課題の指示:
本文の内容を二文で要約しなさい。

本文:
____
【8月30日 AFP】東地中海でのトルコとギリシャの緊張が高まる中、トルコは29日、同海域で新たな軍事演習を開始した。一方のギリシャは、同国当局が管轄する空域にトルコ軍機が侵入したと批判している。

 北大西洋条約機構(NATO)加盟国同士のトルコとギリシャは、東地中海の海域の領有権と天然ガス資源をめぐって長年対立しており、両国はそれぞれ対抗する形で海軍の演習を開始している。

 トルコは海上安全情報を船舶向けに放送する国際的なナブテックスシステムを使って、29日から来月11日まで同国南部アナムル(Anamur)沖のキプロス北方に位置する海域で「砲撃演習」を行うと通知した。
____
行一覧:
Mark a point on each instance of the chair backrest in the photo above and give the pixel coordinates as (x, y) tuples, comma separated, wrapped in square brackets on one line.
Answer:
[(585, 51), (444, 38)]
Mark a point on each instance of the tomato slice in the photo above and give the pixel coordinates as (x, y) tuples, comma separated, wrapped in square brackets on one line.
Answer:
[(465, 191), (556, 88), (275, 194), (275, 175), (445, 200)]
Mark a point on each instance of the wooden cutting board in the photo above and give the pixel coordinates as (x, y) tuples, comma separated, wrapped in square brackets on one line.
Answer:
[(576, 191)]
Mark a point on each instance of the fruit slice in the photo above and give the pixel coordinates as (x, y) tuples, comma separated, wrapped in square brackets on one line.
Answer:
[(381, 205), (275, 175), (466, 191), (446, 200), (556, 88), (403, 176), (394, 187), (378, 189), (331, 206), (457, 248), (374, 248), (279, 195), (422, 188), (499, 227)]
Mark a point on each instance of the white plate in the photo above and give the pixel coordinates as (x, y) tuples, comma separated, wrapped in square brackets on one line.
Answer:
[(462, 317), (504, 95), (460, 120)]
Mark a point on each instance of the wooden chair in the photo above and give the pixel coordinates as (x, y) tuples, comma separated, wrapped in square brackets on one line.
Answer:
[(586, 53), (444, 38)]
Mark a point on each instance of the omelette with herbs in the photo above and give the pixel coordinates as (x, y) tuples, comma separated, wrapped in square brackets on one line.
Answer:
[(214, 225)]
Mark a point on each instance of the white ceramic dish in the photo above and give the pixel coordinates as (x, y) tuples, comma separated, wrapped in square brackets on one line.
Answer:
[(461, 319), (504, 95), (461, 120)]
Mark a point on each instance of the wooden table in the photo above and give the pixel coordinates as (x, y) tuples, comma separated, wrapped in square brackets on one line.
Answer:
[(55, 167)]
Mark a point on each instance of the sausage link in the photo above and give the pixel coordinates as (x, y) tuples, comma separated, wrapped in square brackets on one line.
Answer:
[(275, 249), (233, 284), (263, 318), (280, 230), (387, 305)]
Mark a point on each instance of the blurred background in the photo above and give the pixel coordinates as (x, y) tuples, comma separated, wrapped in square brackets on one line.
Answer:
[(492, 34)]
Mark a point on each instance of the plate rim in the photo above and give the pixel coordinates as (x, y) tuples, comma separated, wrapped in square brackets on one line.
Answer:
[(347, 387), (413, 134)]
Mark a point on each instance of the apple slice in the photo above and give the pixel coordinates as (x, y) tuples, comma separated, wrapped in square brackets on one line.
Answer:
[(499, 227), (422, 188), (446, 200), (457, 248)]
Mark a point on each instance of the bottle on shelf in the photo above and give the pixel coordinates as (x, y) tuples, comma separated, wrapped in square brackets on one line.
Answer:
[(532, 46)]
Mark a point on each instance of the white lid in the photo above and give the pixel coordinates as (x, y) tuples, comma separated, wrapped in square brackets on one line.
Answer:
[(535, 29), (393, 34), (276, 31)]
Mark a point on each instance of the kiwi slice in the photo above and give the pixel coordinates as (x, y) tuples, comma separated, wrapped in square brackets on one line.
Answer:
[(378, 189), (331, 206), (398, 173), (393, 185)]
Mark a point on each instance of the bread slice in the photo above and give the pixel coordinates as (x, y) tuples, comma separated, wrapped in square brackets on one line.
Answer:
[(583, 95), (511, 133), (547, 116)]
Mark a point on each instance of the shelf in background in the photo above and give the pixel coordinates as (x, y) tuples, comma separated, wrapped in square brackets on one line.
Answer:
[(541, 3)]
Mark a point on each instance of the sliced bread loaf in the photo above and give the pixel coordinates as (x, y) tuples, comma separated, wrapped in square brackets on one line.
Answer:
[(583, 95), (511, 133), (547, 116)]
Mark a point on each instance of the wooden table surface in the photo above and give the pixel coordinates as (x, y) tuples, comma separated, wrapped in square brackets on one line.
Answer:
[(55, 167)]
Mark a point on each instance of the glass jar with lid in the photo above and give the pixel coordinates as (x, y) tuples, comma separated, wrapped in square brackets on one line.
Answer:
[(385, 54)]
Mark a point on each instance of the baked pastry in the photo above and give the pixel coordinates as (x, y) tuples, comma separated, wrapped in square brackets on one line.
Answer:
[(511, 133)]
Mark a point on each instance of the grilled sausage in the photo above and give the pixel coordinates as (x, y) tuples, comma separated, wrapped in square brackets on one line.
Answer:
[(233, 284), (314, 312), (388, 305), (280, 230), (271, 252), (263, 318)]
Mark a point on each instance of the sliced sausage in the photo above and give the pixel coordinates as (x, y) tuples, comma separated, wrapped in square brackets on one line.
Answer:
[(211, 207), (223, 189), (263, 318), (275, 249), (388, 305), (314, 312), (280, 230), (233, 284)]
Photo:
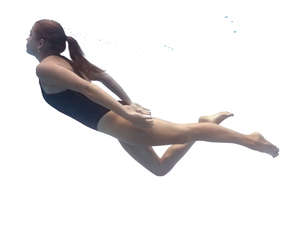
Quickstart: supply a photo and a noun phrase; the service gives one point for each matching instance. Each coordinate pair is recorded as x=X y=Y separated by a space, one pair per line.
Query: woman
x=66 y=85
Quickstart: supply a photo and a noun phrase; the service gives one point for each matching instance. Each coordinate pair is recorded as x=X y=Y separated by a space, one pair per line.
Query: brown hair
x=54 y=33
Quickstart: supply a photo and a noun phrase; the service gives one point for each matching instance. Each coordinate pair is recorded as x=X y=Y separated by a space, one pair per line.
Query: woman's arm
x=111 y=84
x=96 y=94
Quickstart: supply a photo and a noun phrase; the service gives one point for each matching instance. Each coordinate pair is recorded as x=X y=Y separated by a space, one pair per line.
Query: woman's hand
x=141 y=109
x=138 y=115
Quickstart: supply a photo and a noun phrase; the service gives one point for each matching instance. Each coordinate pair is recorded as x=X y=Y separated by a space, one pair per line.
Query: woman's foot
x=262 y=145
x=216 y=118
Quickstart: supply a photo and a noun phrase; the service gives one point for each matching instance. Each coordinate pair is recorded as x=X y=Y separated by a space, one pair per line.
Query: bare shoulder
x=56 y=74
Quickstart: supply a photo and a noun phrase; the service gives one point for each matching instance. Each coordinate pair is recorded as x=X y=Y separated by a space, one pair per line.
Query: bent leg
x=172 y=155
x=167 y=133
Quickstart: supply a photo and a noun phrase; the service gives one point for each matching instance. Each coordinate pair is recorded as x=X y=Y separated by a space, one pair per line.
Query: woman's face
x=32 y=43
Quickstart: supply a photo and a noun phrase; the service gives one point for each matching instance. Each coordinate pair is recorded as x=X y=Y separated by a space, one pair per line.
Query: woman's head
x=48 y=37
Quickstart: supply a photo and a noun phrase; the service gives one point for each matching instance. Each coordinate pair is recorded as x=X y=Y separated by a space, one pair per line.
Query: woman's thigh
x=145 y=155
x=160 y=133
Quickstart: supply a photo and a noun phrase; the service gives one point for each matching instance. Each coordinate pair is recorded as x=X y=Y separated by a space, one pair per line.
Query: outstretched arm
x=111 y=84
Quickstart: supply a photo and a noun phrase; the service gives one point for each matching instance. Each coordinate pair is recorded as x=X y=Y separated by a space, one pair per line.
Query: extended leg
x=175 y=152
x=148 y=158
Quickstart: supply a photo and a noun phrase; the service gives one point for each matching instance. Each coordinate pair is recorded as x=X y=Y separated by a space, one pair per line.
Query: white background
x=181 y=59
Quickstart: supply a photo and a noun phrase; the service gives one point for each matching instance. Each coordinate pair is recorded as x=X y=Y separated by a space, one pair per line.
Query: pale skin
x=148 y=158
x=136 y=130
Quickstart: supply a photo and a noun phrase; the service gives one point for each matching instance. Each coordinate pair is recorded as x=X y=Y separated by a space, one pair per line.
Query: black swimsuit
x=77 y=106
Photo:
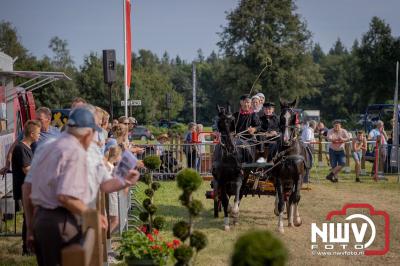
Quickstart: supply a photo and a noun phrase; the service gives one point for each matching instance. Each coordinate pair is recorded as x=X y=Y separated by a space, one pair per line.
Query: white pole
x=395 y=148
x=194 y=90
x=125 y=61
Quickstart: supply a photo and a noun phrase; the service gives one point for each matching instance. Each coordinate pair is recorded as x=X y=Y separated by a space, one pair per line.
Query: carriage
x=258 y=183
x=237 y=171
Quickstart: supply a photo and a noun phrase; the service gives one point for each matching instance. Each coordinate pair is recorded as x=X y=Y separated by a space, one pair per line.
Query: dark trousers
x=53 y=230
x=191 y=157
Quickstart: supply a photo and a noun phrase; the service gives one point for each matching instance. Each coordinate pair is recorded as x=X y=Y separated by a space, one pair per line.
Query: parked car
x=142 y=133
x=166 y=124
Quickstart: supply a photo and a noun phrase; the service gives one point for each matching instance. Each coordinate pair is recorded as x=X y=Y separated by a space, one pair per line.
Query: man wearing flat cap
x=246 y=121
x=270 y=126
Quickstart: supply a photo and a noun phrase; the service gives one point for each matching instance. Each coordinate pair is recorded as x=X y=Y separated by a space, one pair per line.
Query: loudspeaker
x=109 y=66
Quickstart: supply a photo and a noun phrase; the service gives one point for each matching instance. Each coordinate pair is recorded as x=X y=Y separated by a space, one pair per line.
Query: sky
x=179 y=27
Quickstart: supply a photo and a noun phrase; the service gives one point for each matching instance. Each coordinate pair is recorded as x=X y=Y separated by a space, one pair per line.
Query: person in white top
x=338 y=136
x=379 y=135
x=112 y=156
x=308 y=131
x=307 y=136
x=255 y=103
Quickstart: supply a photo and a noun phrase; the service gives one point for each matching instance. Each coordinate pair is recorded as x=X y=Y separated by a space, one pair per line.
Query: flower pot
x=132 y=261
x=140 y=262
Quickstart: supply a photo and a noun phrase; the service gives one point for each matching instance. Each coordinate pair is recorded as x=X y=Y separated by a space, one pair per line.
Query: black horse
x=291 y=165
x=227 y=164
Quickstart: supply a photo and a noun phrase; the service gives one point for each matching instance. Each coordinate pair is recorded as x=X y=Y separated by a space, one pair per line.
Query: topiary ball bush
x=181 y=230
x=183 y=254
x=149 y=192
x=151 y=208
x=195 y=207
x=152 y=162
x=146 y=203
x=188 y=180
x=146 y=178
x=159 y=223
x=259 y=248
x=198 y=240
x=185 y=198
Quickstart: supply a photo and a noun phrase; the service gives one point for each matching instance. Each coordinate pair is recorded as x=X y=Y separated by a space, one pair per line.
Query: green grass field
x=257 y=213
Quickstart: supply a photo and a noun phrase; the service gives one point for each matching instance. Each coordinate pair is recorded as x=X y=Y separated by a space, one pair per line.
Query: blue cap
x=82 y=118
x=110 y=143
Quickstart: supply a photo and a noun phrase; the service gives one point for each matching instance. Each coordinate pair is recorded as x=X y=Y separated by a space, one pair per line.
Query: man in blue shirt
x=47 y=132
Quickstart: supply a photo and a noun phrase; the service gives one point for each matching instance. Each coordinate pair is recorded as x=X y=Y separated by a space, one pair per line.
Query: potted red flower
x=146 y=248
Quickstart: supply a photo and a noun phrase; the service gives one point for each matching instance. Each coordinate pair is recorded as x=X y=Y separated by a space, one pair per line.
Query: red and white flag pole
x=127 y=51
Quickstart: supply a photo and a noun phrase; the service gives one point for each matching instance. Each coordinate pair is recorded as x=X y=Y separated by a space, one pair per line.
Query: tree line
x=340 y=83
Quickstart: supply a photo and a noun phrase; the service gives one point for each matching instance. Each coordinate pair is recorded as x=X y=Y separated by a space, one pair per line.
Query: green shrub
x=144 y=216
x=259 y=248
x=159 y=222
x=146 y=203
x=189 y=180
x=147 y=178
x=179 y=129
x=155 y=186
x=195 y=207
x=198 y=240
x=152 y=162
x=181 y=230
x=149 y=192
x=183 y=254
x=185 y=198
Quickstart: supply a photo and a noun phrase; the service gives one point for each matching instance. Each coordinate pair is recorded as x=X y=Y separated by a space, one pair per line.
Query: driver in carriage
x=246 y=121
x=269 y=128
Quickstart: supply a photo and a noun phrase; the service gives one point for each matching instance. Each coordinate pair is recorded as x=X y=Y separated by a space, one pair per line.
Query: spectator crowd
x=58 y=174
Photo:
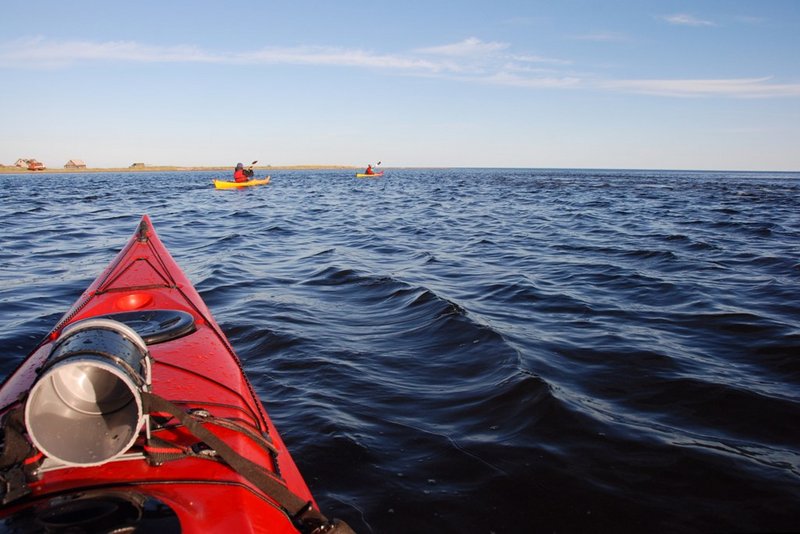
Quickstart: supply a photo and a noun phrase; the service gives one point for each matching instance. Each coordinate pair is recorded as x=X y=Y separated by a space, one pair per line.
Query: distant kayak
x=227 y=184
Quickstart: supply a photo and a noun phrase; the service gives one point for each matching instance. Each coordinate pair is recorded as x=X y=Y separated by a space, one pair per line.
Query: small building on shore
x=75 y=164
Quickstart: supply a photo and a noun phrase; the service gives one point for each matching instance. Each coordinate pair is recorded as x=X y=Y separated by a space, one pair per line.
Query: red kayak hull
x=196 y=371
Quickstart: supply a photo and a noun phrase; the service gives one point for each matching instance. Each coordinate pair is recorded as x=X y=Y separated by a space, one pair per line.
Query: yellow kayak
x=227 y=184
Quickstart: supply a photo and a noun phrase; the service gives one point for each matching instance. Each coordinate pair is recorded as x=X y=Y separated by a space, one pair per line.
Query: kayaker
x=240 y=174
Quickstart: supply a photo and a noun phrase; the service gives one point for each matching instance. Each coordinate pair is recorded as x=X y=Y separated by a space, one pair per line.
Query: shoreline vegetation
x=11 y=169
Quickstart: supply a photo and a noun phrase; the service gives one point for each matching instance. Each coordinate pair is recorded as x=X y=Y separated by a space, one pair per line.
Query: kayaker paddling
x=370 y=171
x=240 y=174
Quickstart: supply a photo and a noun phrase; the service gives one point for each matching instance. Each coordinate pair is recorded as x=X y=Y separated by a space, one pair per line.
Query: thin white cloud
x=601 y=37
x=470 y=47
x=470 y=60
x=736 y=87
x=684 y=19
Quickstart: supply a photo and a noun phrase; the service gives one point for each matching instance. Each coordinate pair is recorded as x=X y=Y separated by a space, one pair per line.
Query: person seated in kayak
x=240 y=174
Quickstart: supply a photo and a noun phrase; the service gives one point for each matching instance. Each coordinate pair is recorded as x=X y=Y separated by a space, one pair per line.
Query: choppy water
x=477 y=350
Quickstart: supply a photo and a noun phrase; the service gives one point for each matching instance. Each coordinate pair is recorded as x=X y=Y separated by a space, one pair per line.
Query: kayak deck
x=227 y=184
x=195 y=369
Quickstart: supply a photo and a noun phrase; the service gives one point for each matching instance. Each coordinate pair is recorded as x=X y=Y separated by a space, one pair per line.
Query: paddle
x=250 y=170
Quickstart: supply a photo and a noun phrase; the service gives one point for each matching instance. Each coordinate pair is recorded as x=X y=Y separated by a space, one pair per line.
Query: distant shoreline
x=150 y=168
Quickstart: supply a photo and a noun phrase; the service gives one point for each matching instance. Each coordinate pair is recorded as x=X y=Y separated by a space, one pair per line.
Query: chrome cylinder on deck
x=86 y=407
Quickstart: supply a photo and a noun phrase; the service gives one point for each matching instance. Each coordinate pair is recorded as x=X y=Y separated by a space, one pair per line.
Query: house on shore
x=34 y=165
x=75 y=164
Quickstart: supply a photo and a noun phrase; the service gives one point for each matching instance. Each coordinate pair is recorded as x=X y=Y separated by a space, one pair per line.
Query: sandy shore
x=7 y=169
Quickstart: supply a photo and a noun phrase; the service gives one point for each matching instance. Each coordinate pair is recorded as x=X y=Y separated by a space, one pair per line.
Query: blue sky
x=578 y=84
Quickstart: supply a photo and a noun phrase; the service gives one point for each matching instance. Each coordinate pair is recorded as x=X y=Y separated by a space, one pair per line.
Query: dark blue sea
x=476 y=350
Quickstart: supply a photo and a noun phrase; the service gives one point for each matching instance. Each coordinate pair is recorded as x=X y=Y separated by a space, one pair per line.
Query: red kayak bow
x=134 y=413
____
解答:
東地中海でトルコとギリシャの緊張が高まる中、トルコは29日に同海域で新たな軍事演習を開始し、ギリシャは自国当局が管轄する空域にトルコ軍機が侵入したと批判している。NATO加盟国同士の両国は海域の領有権と天然ガス資源をめぐって長年対立しており、トルコはナブテックスシステムを通じて、29日から来月11日までアナムル沖のキプロス北方の海域で「砲撃演習」を行うと通知した。